◆ TEXT EXTRACT:
<<<<

NASA's Voyager reaches the edge of our Solar System continuing the Humanity's farthest joruney
Voyager - Humanity's Farthest Journey |
May be since the early evolution of mankind - we humans always stare at the dazzling sky counting stars. We prayed the Sun, our Moon, the stars as our Gods. Our ancient civilizations had the idea of the planets - their positions and discoverd a science called astrology to guess the future - which still attracts attention from round the Globe. But since Gallileo discovered telescope and Copernicus , Keppler set forth planetray theories man's quest to know outside this Globe has intensified. And at the turn of 20th century Man was really unstoppable and started erasing the boundaries one by one - Its 50 years since First Human Journey into outer space - Yuri Gagarin , 41 years man set his foot on moon and we are continuing various missions to scan the outer space and looking for exoplanets - where civilizations may be existing. And there is one more silent spacecraft that is reaching places so far that no human made object has ever reached before.
More than 30 years after they left Earth, NASA's twin Voyager probes. Voyager 2 launched on Aug. 20, 1977, and Voyager 1 launched about two weeks later, on Sept. 5. Since then, the spacecraft have been traveling along different flight paths and at different speeds. Now some 17.4 billion kilometers (10.8 billion miles) from the sun and are now at the edge of the solar system. Not only that, they're still working. And with each passing day they are beaming back a message that, to scientists, is both unsettling and thrilling. The message is, "Expect the unexpected." Voyager 1 is the farthest human-made object from Earth. Voyager 2 is about 14.2 billion kilometers (8.8 billion miles) from the sun.
This artist's rendering shows NASA's Voyager spacecraft |
The artist's renderings were made based on navigational data from Voyager 1's visit to Jupiter and Voyager 2's visits to Saturn, Uranus and Neptune |
Since their launch Voyager 1 and 2 have a knack for making discoveries.On April 28, 2011, NASA held a live briefing to reflect on what the Voyager mission has accomplished--and to preview what lies ahead as the probes prepare to enter the realm of interstellar space -the space between the stars - in our Milky Way galaxy.

>>>>

◆ DATA SECTION:

<<<<

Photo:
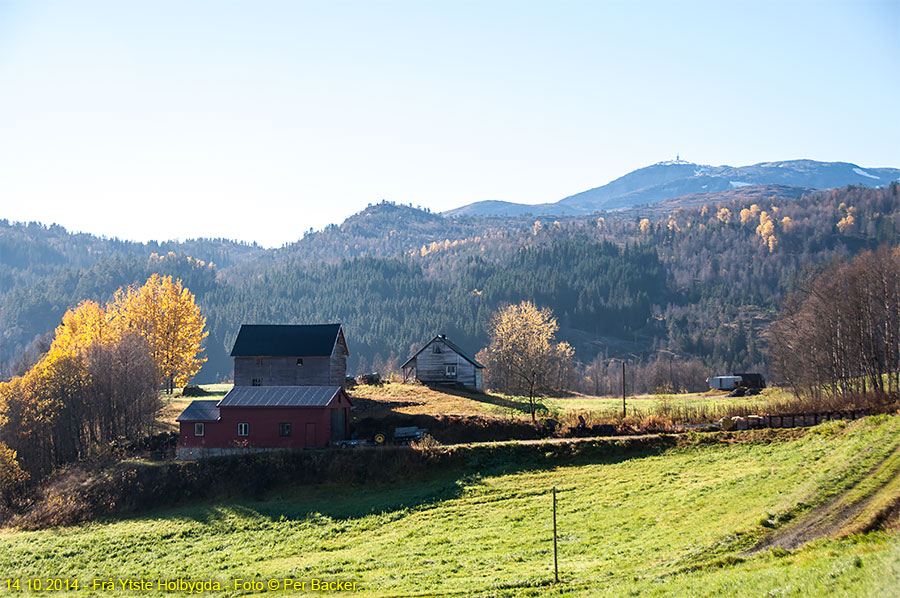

>>>>

◆ TASKS TO COMPLETE:
1/ Decide whether each statement below agrees with the text about the Voyager probes. Answer yes or no for each and quote the deciding words from the text.
(a) Voyager 2 was launched before Voyager 1.
(b) NASA held a live briefing on April 28, 2011.
(c) The artist's renderings drew on navigational data from Voyager 2's visit to Jupiter.
2/ Using the text about the Voyager probes, answer each question below.
(a) Who is named for the first human journey into outer space?
(b) What message are the probes beaming back to scientists?
(c) How far from the sun is Voyager 2?
3/ Carry on the text about the Voyager probes from the point where it stops.

◆ EXERCISE RESPONSES:
1/
(a) Yes: "Voyager 2 launched on Aug. 20, 1977, and Voyager 1 launched about two weeks later, on Sept. 5."
(b) Yes: "On April 28, 2011, NASA held a live briefing"
(c) No: "based on navigational data from Voyager 1's visit to Jupiter and Voyager 2's visits to Saturn, Uranus and Neptune"

2/
(a) Yuri Gagarin
(b) "Expect the unexpected."
(c) About 14.2 billion kilometers (8.8 billion miles)

3/
The adventure began in the late 1970s when the probes took advantage of a rare alignment of outer planets for an unprecedented Grand Tour. Voyager 1 visited Jupiter and Saturn, while Voyager 2 flew past Jupiter, Saturn, Uranus and Neptune. (Voyager 2 is still the only probe to visit Uranus and Neptune.)
The voyager's partial list of discoveries includes the discovery of volcanoes on Jupiter's moon Io; evidence for an ocean beneath the icy surface of Europa; hints of methane rain on Saturn's moon Titan; the crazily-tipped magnetic poles of Uranus and Neptune; icy geysers on Neptune's moon Triton; planetary winds that blow faster and faster with increasing distance from the sun.
"Each of these discoveries changed the way we thought of other worlds," says Stone of California Institute of Technology in Pasadena, Voyager Project Scientist since 1972.
In 1980, Voyager 1 used the gravity of Saturn to fling itself slingshot-style out of the plane of the solar system. In 1989, Voyager 2 got a similar assist from Neptune. Both probes set sail into the void. Sailing into the void sounds like a quiet time, but the discoveries have continued.
Stone sets the stage by directing the audience attention to the kitchen sink. "Turn on the faucet," he instructs. "Where the water hits the sink, that's the sun, and the thin sheet of water flowing radially away from that point is the solar wind. Note how the sun 'blows a bubble' around itself."
There really is such a bubble, researchers call it the "heliosphere," and it is gargantuan. Made of solar plasma and magnetic fields, the heliosphere is about three times wider than the orbit of Pluto. Every planet, asteroid, spacecraft, and life form belonging to our solar system lies inside.
The Voyagers are trying to get out, but they're not there yet. To locate them, Stone peers back into the sink: "As the water [or solar wind] expands, it gets thinner and thinner, and it can't push as hard. Abruptly, a sluggish, turbulent ring forms. That outer ring is the heliosheath--and that is where the Voyagers are now."
The heliosheath is a very strange place, filled with a magnetic froth no spacecraft has ever encountered before, echoing with low-frequency radio bursts heard only in the outer reaches of the solar system, so far from home that the sun is a mere pinprick of light.
No one knows exactly how many more miles the Voyagers must travel before they "pop free" into interstellar space. Most researchers believe, however, that the end is near. "The heliosheath is 3 to 4 billion miles in thickness," estimates Stone. "That means we'll be out within five years or so."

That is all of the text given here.